SHORT EXERCISE. Copy the material verbatim, beginning at the line that contains "[tag] parrot's neck: a pin per instance" and ending with the last line of the material, with nothing before or after.

DATA SUPPLIED.
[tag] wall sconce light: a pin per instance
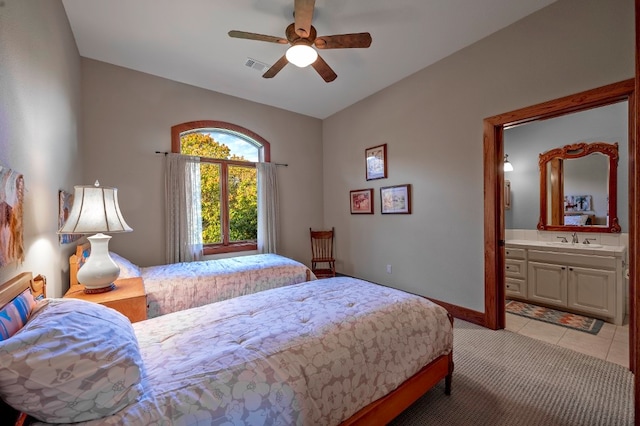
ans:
(508, 167)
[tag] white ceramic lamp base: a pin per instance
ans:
(99, 271)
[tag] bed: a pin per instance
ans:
(337, 351)
(179, 286)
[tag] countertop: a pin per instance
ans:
(616, 251)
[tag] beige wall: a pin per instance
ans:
(39, 126)
(128, 116)
(432, 123)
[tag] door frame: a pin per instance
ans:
(494, 238)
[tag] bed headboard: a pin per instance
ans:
(8, 291)
(76, 260)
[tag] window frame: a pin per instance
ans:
(265, 155)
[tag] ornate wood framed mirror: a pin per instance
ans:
(578, 188)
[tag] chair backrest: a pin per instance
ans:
(321, 244)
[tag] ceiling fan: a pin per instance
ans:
(301, 35)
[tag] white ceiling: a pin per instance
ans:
(187, 41)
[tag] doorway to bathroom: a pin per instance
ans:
(494, 177)
(584, 190)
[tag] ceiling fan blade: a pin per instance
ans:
(344, 41)
(259, 37)
(303, 14)
(324, 70)
(275, 68)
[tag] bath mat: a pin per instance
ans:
(552, 316)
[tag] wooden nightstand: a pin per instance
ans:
(128, 298)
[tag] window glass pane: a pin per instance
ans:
(239, 148)
(243, 203)
(211, 203)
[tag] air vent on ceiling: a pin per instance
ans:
(256, 65)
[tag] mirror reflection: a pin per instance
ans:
(578, 188)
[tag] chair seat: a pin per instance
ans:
(323, 259)
(324, 273)
(322, 252)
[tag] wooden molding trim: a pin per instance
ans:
(464, 314)
(634, 224)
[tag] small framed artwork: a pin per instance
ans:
(361, 201)
(376, 160)
(507, 195)
(396, 199)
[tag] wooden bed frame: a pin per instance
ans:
(379, 412)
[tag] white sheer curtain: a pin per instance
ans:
(184, 208)
(267, 207)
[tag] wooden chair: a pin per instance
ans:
(323, 264)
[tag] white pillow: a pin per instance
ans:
(127, 269)
(73, 361)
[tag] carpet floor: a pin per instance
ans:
(503, 378)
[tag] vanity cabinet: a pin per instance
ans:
(548, 284)
(591, 284)
(516, 273)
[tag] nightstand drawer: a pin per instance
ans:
(128, 298)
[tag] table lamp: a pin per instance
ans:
(95, 209)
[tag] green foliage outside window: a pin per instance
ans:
(241, 188)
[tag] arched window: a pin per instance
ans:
(228, 180)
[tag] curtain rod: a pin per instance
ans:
(277, 164)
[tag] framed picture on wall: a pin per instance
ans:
(396, 199)
(376, 162)
(361, 201)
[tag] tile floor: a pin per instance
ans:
(611, 343)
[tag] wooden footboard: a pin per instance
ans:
(388, 407)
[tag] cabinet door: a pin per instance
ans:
(547, 283)
(515, 288)
(592, 290)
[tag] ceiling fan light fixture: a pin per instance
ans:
(301, 55)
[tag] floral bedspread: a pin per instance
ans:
(307, 354)
(178, 286)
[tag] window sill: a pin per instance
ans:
(232, 248)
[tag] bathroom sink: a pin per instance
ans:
(574, 245)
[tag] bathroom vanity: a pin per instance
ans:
(581, 278)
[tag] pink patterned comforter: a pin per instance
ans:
(178, 286)
(307, 354)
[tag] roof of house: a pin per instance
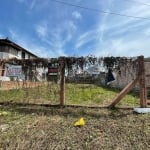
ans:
(14, 45)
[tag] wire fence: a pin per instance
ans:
(87, 80)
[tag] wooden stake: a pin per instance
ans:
(62, 81)
(142, 83)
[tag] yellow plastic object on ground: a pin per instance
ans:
(80, 122)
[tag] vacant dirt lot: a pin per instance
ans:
(51, 128)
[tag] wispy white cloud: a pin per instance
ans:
(42, 30)
(33, 3)
(76, 15)
(85, 38)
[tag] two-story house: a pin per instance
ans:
(8, 50)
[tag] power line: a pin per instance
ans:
(100, 11)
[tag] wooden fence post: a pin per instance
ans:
(142, 83)
(62, 81)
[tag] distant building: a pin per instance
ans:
(9, 49)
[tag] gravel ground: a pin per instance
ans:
(52, 128)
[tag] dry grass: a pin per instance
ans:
(51, 128)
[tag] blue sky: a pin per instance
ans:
(50, 29)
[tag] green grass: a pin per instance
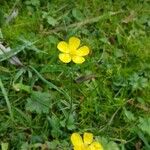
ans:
(108, 95)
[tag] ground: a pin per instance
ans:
(43, 100)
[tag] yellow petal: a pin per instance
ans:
(96, 146)
(65, 58)
(76, 140)
(78, 59)
(82, 51)
(88, 138)
(80, 147)
(63, 47)
(74, 43)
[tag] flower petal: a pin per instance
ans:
(76, 140)
(78, 59)
(95, 146)
(82, 51)
(88, 138)
(63, 47)
(82, 147)
(74, 43)
(65, 58)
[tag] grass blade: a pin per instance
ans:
(6, 99)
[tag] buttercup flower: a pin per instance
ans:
(86, 143)
(72, 51)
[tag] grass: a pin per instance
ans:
(44, 101)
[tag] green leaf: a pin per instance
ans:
(39, 102)
(20, 86)
(55, 125)
(144, 125)
(2, 20)
(51, 21)
(129, 114)
(4, 146)
(112, 146)
(77, 14)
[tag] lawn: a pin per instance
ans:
(47, 93)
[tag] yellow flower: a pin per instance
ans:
(86, 143)
(72, 51)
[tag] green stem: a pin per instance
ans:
(6, 99)
(71, 96)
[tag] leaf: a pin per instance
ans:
(144, 125)
(20, 86)
(13, 60)
(129, 114)
(71, 122)
(51, 21)
(77, 14)
(2, 20)
(55, 125)
(39, 102)
(15, 51)
(4, 146)
(13, 15)
(112, 146)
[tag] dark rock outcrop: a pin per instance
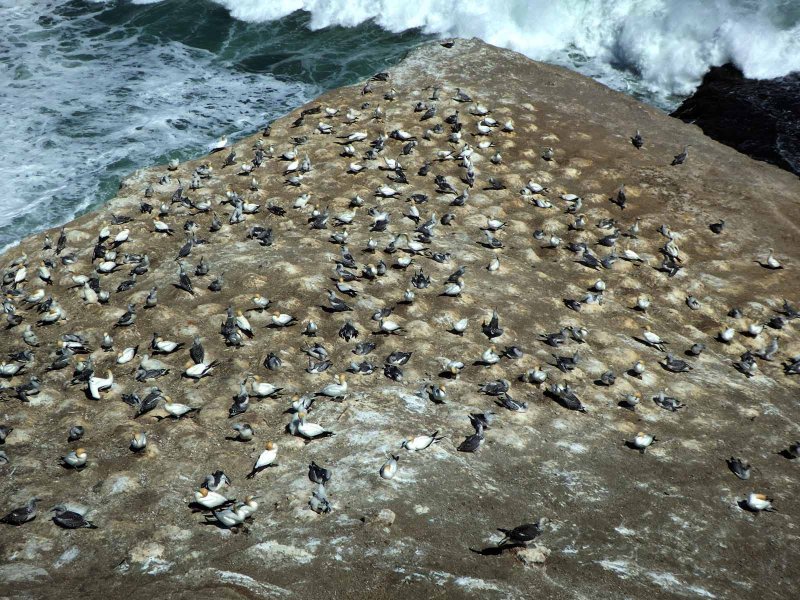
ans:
(759, 117)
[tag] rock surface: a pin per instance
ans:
(623, 524)
(760, 117)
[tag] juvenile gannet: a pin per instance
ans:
(75, 459)
(265, 459)
(421, 442)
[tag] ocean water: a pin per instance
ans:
(90, 91)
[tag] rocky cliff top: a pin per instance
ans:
(526, 199)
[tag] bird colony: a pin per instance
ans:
(394, 286)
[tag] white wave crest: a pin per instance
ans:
(666, 44)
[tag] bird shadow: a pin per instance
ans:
(496, 550)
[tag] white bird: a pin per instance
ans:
(161, 227)
(122, 236)
(139, 441)
(231, 517)
(243, 324)
(310, 430)
(127, 355)
(38, 295)
(642, 441)
(107, 266)
(301, 201)
(21, 274)
(290, 154)
(421, 442)
(389, 468)
(490, 356)
(261, 302)
(249, 506)
(165, 346)
(95, 385)
(386, 191)
(759, 502)
(755, 329)
(454, 289)
(653, 339)
(199, 370)
(208, 499)
(176, 409)
(282, 319)
(265, 459)
(631, 256)
(44, 273)
(76, 458)
(390, 327)
(89, 295)
(336, 390)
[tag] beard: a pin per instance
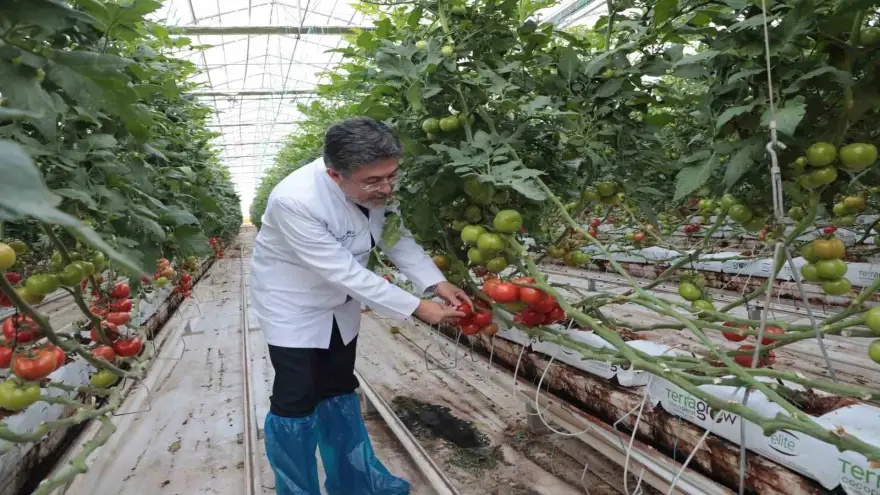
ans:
(375, 200)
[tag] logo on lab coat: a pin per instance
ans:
(348, 235)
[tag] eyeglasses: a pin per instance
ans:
(375, 186)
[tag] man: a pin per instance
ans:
(308, 281)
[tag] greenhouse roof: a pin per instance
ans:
(266, 56)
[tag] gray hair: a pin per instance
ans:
(358, 141)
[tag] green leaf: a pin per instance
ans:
(16, 114)
(414, 96)
(569, 64)
(23, 194)
(391, 233)
(731, 113)
(738, 165)
(787, 117)
(177, 216)
(690, 179)
(663, 10)
(609, 88)
(697, 57)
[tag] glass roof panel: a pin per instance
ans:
(247, 77)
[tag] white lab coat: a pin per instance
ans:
(311, 253)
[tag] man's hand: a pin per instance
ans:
(452, 294)
(434, 313)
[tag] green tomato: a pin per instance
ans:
(840, 209)
(872, 319)
(824, 176)
(740, 213)
(42, 284)
(476, 257)
(496, 265)
(836, 287)
(19, 247)
(7, 257)
(449, 123)
(589, 195)
(821, 154)
(858, 156)
(796, 213)
(85, 267)
(15, 397)
(431, 126)
(606, 189)
(490, 243)
(471, 233)
(831, 269)
(847, 221)
(507, 221)
(29, 297)
(103, 379)
(728, 201)
(689, 291)
(810, 272)
(71, 275)
(473, 213)
(458, 225)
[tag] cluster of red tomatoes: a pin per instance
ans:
(184, 287)
(114, 313)
(765, 358)
(536, 307)
(219, 248)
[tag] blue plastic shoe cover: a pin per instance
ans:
(349, 461)
(290, 447)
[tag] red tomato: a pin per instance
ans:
(109, 330)
(34, 365)
(733, 336)
(489, 286)
(124, 305)
(482, 318)
(545, 305)
(60, 356)
(768, 339)
(104, 352)
(491, 329)
(530, 296)
(20, 328)
(5, 356)
(555, 316)
(118, 318)
(128, 347)
(505, 292)
(120, 291)
(470, 329)
(745, 360)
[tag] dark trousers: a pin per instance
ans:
(305, 377)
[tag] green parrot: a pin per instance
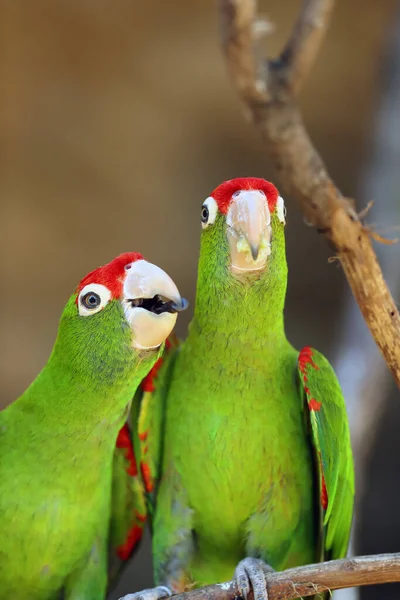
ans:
(70, 496)
(243, 440)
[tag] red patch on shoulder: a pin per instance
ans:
(224, 192)
(125, 550)
(324, 493)
(147, 478)
(124, 441)
(111, 275)
(305, 360)
(148, 382)
(143, 436)
(313, 404)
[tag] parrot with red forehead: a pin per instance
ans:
(244, 439)
(70, 495)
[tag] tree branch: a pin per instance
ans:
(312, 579)
(267, 89)
(302, 48)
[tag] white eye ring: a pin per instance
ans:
(92, 299)
(209, 211)
(281, 210)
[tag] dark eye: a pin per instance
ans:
(204, 214)
(91, 300)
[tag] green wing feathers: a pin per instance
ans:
(331, 441)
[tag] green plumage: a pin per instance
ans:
(233, 446)
(57, 444)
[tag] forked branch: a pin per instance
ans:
(312, 579)
(268, 89)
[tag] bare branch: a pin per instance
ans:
(239, 42)
(302, 48)
(300, 170)
(312, 579)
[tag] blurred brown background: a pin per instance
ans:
(116, 120)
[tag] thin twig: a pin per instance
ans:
(267, 90)
(312, 579)
(302, 48)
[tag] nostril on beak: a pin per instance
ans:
(255, 248)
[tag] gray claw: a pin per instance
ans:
(157, 593)
(252, 573)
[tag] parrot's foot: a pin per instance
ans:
(161, 591)
(252, 573)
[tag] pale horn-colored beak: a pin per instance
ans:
(151, 303)
(249, 230)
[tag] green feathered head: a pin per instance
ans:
(120, 313)
(243, 230)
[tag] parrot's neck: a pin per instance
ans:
(245, 313)
(83, 399)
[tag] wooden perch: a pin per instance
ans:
(312, 579)
(268, 89)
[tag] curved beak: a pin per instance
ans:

REPLY TO THE TASK.
[tag] parrot's neck: a pin per instance
ans:
(245, 313)
(83, 399)
[tag] wooden perch: a pin per instance
ans:
(312, 579)
(268, 89)
[tag] curved beak: a pin per instance
ans:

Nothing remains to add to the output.